[DATA SUPPLIED]
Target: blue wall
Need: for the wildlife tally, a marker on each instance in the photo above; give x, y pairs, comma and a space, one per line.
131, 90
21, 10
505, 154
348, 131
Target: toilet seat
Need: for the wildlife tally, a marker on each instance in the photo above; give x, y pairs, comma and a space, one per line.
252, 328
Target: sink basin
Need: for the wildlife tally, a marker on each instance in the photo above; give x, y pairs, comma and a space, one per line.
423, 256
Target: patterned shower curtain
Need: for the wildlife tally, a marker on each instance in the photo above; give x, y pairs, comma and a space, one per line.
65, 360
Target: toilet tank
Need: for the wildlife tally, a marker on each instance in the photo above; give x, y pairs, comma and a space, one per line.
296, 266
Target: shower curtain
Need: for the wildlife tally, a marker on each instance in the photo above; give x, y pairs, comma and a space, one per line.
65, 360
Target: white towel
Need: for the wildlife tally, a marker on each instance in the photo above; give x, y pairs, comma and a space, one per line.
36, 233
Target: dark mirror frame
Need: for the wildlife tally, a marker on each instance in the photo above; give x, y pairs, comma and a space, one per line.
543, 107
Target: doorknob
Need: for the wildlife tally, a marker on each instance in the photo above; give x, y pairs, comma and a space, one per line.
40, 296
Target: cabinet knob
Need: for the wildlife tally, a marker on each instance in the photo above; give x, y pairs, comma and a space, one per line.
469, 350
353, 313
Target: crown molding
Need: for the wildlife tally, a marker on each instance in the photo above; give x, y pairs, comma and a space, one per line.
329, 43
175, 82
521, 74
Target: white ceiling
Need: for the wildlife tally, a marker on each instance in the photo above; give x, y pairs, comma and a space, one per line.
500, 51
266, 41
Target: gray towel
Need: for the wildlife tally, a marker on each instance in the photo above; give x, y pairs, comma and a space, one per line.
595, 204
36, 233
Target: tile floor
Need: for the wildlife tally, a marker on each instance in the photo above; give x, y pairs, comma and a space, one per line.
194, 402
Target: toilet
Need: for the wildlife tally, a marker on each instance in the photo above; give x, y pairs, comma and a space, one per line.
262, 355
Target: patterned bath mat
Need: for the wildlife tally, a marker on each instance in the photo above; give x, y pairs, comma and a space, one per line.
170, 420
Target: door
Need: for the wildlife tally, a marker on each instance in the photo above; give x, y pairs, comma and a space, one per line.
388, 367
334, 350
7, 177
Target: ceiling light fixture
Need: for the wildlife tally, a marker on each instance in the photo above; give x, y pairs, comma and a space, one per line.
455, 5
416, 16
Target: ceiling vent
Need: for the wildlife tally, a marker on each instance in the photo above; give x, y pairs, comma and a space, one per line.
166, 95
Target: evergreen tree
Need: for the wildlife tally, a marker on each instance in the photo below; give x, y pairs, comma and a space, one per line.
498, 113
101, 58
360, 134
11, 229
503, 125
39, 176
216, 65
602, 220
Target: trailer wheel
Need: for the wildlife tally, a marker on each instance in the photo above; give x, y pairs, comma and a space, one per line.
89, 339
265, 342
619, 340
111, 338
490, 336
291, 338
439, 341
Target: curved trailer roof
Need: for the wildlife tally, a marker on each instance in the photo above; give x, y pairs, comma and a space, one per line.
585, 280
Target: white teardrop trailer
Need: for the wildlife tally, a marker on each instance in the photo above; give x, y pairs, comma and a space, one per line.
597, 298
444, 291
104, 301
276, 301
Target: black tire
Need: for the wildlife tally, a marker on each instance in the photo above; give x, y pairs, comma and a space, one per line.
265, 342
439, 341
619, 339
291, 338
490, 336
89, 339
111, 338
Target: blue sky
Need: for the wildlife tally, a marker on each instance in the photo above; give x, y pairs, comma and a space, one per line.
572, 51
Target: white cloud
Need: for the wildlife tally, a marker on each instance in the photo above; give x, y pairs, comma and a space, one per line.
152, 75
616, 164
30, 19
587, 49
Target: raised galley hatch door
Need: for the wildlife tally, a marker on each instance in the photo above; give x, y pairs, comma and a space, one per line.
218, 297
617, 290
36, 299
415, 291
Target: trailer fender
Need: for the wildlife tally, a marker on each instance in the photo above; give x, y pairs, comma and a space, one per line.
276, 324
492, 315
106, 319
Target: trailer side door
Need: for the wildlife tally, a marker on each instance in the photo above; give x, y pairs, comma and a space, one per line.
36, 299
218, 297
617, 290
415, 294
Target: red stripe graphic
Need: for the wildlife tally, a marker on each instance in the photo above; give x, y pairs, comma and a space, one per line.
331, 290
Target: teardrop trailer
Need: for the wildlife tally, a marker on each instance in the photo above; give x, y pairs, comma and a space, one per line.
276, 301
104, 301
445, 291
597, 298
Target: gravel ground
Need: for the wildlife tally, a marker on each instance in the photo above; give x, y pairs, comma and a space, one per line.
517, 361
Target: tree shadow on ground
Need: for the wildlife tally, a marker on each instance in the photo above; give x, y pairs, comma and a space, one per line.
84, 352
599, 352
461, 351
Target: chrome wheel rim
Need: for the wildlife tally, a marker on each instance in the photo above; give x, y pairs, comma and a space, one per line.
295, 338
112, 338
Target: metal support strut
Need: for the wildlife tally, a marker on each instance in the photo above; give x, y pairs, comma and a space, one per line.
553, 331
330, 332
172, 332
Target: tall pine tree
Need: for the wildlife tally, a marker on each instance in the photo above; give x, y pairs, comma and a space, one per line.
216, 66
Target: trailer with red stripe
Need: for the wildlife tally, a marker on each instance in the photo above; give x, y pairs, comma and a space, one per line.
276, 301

==

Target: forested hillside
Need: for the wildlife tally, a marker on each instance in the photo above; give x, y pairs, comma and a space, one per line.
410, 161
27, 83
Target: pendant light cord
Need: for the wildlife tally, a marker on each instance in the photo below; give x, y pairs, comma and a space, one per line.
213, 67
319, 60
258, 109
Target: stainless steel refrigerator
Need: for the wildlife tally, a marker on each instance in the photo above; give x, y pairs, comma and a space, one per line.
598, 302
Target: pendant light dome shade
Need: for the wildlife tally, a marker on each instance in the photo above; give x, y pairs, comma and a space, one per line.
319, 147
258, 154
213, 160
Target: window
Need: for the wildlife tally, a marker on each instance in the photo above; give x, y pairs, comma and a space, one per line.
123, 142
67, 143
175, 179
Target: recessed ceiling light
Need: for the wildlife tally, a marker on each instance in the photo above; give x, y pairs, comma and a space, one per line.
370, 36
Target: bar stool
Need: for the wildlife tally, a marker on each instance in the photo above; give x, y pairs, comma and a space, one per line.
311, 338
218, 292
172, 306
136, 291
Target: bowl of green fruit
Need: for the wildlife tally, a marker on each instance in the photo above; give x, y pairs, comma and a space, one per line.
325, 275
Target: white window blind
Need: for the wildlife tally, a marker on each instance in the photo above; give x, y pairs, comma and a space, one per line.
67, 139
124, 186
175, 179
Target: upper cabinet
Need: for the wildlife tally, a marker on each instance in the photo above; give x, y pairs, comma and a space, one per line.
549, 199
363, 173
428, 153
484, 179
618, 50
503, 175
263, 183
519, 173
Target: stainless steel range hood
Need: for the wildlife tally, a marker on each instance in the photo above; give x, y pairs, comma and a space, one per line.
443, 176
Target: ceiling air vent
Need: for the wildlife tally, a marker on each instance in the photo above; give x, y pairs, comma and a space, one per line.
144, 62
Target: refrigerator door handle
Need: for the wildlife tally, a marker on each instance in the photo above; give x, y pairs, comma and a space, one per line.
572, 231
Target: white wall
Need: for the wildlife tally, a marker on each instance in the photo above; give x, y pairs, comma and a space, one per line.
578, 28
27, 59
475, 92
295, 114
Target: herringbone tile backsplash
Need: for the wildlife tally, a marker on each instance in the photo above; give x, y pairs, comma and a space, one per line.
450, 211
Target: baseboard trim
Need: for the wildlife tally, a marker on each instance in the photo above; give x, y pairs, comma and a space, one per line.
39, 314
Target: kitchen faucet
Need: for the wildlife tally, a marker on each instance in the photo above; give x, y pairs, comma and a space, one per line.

---

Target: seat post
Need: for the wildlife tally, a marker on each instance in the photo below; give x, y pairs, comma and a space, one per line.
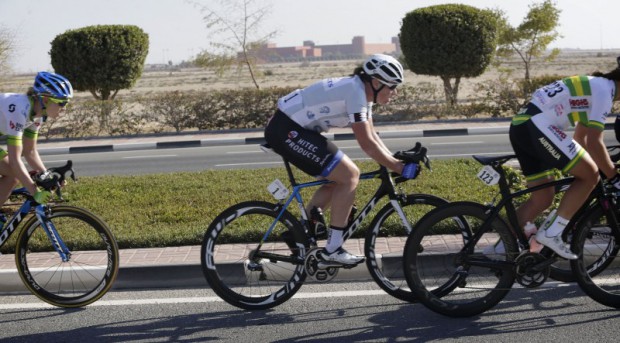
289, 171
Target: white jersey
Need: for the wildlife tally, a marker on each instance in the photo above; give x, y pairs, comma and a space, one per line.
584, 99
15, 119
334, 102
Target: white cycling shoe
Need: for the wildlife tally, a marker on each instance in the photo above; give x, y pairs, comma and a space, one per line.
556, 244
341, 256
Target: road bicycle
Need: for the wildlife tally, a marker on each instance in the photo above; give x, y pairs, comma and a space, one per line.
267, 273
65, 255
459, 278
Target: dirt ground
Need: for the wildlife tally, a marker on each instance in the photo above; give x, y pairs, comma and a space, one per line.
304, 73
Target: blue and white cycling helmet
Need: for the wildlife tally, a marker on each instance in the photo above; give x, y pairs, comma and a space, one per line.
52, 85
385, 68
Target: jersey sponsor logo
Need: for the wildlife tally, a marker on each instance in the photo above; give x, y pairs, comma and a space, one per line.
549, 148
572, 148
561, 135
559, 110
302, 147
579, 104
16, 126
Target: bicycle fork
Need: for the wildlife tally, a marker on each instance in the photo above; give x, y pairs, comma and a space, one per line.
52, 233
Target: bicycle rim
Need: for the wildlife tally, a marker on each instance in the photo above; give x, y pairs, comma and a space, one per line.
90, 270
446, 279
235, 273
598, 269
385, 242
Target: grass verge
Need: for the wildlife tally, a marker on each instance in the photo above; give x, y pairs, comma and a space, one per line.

[REQUEST] Find every line in the records above that contains the word "tile" and copy each one out.

[RESULT OF THIS TASK]
Target: tile floor
Target: herringbone tile backsplash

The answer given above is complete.